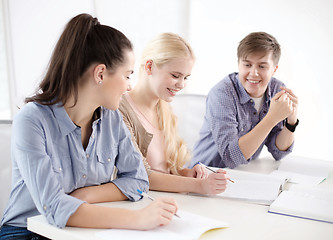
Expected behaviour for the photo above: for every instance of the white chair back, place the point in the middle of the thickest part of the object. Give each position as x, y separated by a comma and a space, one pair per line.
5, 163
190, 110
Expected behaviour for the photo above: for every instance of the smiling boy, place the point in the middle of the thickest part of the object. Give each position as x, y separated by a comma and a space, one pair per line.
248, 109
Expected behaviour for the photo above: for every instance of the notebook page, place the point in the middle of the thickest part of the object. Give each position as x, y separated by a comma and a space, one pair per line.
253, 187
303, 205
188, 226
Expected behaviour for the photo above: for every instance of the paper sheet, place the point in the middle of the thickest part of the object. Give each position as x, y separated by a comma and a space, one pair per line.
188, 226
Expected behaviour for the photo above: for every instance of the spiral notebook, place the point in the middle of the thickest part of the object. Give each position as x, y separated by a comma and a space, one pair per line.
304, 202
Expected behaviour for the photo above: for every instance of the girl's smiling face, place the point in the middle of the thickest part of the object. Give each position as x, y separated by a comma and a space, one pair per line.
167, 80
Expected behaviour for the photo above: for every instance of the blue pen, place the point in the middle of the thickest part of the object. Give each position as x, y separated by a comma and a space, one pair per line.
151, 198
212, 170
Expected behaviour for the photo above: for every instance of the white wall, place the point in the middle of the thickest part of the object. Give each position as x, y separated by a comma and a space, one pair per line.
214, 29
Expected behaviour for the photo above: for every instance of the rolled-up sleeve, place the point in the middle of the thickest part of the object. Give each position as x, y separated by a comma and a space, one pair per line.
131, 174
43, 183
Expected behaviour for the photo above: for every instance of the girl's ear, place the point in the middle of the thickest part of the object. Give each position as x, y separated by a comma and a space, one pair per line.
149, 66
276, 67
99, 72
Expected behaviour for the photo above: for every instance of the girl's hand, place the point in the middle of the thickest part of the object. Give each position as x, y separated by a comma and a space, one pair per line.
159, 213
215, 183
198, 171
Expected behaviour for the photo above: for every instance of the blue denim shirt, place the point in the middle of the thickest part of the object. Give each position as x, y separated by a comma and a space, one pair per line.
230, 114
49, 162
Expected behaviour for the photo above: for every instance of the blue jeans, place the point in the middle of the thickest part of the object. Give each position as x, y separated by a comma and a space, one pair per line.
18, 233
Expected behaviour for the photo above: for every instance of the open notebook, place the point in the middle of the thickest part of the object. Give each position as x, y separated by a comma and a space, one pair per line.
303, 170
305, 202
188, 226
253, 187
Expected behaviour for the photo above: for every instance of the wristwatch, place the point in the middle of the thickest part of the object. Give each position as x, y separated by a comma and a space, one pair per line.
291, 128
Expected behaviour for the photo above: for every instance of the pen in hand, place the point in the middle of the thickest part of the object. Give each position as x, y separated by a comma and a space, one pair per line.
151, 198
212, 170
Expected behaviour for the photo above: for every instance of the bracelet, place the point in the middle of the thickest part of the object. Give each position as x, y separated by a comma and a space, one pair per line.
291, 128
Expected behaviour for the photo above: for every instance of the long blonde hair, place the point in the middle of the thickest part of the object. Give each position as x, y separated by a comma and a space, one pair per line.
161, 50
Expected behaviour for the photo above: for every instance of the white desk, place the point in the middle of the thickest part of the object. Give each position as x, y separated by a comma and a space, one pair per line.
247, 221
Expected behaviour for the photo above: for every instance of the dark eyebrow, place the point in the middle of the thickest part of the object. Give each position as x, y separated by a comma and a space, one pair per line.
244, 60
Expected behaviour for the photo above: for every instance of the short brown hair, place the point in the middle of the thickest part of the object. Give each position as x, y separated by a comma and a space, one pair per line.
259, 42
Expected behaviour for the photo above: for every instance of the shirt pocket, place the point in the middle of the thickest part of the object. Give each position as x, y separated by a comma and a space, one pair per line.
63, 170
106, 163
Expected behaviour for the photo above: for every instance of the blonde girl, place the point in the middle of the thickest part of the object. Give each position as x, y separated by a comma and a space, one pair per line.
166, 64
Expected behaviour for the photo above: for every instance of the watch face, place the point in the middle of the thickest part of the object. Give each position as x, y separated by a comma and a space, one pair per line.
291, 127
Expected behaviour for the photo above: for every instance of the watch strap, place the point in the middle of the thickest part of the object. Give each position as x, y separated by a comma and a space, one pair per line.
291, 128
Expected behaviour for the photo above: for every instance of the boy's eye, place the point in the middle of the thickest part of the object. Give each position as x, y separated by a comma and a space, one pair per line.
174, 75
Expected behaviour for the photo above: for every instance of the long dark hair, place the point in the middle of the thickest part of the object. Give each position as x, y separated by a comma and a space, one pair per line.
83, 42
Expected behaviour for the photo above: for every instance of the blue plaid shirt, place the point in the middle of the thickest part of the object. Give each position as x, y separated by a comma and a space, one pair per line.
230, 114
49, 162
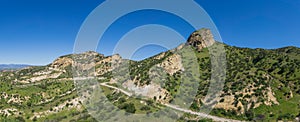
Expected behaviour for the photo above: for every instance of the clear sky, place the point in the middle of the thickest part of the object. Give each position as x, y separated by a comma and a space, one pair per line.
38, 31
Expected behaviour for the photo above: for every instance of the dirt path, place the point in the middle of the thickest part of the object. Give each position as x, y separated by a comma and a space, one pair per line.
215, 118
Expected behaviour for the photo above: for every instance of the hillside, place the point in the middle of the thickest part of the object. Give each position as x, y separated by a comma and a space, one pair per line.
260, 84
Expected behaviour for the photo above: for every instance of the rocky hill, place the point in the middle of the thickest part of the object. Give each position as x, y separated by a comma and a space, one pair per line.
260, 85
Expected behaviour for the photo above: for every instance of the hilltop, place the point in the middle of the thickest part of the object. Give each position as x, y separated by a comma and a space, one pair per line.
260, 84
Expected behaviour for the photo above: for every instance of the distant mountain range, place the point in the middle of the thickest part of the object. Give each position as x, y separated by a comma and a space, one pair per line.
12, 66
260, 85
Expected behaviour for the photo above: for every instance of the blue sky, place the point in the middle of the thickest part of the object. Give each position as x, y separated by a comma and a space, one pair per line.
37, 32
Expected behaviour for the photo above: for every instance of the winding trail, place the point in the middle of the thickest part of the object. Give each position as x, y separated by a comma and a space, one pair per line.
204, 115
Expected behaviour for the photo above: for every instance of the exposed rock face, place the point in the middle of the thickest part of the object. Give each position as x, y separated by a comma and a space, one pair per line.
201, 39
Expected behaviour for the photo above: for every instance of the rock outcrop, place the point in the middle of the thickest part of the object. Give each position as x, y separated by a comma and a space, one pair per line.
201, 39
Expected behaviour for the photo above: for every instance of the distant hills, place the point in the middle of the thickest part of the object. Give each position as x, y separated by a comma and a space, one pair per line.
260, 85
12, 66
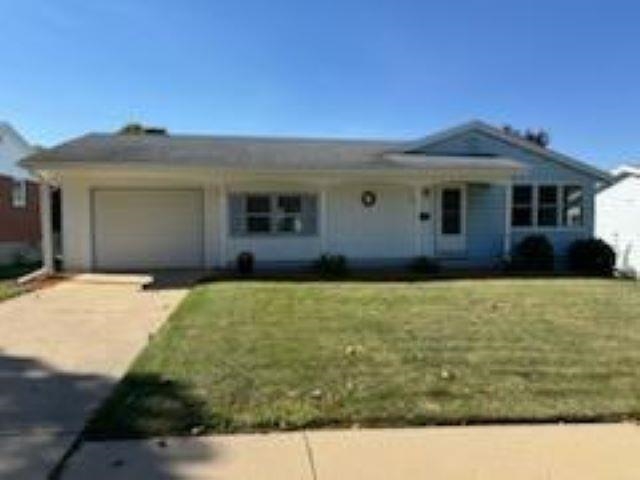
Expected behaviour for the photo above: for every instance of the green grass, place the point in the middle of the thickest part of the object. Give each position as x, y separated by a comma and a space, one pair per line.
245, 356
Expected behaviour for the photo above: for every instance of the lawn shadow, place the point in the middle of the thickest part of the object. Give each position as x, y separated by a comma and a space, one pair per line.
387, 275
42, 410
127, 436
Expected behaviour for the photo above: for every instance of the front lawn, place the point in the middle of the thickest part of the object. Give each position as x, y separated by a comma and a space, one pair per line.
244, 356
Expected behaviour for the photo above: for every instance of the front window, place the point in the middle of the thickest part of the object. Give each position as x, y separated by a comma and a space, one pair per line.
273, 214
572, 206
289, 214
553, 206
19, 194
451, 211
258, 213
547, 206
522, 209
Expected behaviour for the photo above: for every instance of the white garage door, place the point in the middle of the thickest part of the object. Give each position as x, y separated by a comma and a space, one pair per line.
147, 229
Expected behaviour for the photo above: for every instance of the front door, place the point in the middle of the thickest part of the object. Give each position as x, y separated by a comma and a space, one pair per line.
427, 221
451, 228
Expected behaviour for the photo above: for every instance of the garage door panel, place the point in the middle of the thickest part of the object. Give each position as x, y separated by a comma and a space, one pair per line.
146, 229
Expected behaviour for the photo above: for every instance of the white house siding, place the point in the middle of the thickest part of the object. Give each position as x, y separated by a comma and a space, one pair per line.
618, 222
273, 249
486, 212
....
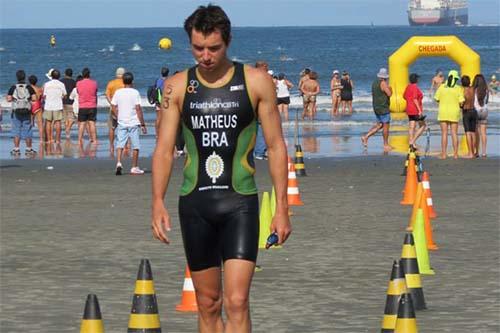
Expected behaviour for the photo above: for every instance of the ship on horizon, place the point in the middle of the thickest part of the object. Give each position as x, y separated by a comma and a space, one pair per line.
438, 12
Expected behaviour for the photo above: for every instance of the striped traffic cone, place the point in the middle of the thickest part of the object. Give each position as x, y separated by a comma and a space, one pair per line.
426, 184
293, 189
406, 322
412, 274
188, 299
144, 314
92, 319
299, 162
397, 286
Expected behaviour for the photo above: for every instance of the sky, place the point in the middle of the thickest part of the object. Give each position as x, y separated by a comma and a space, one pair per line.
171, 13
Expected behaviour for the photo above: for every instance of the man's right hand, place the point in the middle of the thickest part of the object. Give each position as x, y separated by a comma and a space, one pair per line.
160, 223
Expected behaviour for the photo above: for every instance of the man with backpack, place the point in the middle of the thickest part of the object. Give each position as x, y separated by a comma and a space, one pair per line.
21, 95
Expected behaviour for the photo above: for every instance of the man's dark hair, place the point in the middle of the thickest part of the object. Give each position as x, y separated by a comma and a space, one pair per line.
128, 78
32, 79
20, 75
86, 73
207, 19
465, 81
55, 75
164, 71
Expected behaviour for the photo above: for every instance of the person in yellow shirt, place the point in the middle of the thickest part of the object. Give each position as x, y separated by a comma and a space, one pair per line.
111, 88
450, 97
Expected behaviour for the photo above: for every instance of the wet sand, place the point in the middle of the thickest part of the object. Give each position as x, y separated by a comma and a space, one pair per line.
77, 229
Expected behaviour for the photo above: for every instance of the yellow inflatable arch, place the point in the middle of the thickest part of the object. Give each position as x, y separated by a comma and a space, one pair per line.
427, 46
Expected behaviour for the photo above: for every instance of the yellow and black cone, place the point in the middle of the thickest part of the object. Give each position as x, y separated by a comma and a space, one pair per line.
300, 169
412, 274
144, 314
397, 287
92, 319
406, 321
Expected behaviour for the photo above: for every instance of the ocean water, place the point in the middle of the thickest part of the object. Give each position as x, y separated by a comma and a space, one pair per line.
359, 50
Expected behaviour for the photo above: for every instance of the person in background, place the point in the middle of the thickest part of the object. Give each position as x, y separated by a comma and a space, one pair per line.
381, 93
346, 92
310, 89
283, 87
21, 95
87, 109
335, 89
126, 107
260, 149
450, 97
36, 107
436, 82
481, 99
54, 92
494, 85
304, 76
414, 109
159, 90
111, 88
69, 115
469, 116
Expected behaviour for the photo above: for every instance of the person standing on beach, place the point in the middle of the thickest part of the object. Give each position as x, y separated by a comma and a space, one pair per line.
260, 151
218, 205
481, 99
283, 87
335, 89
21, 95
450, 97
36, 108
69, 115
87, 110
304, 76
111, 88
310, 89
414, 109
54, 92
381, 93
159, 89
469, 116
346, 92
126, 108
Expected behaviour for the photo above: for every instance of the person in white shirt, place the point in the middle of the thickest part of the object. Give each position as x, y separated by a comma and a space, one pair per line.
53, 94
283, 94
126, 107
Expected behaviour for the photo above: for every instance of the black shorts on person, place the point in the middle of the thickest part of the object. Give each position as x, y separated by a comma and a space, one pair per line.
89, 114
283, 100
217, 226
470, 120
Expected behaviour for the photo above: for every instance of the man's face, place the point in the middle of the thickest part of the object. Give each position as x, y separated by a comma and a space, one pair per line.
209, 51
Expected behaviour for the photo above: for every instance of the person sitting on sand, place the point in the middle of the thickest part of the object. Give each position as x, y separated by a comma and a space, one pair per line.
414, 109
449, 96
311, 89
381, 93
....
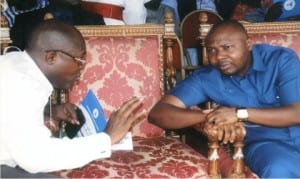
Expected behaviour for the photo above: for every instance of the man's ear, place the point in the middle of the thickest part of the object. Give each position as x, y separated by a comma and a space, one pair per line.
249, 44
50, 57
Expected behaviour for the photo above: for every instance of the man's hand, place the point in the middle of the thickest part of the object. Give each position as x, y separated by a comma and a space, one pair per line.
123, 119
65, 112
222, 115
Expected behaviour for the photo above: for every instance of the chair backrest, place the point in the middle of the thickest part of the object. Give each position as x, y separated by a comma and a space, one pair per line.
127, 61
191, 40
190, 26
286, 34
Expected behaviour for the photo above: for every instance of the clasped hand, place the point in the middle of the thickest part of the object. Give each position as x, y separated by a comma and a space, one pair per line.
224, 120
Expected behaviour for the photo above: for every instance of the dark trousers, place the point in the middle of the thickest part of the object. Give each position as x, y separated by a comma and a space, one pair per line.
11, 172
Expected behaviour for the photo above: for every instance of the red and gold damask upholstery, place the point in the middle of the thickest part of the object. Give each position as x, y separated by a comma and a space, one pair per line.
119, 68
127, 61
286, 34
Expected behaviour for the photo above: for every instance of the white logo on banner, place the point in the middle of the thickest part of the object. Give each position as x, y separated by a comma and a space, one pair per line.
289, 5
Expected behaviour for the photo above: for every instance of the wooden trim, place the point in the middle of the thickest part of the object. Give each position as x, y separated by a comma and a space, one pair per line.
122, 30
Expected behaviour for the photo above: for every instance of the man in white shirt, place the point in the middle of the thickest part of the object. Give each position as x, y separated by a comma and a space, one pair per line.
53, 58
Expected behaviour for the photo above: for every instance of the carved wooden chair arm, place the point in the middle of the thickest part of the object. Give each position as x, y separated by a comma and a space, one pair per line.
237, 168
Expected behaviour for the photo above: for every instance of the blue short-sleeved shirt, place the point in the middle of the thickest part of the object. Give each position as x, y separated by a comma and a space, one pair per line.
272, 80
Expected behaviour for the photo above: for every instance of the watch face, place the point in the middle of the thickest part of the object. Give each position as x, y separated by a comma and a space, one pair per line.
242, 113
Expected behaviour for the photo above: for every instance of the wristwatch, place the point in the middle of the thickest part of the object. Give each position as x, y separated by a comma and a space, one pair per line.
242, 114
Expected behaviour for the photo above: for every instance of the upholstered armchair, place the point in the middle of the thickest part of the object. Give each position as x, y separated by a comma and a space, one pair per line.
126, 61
....
*Given task:*
Pick out every line in the entries above that has the word "dark" in it, and copy each of those lines in full.

*Solution to this task:*
Expected behaviour for the photo above: for every instance of the dark eyebrow, place the point in the middle of the thickest part of the object. Give each position as x, y separated by a comma and a space, one pair per line.
Expected behaviour for the photo above: for every instance of the long dark hair, place the point in the middle of the thickest part of the object. Give each position as x, y separated by a comma and a space, one pair per line.
Expected behaviour for the photo above: for every instance of the man's dark hair, place the point in the middle of the thickest part of the object. Give each position as x, y separated by a comma and a space, one pair per line.
Expected behaviour for the photo above: for every instance of the dark trousers, place the point in the middle of the thickest part of the object. Give each position as x, y separated by a comma and a space, one pair per line.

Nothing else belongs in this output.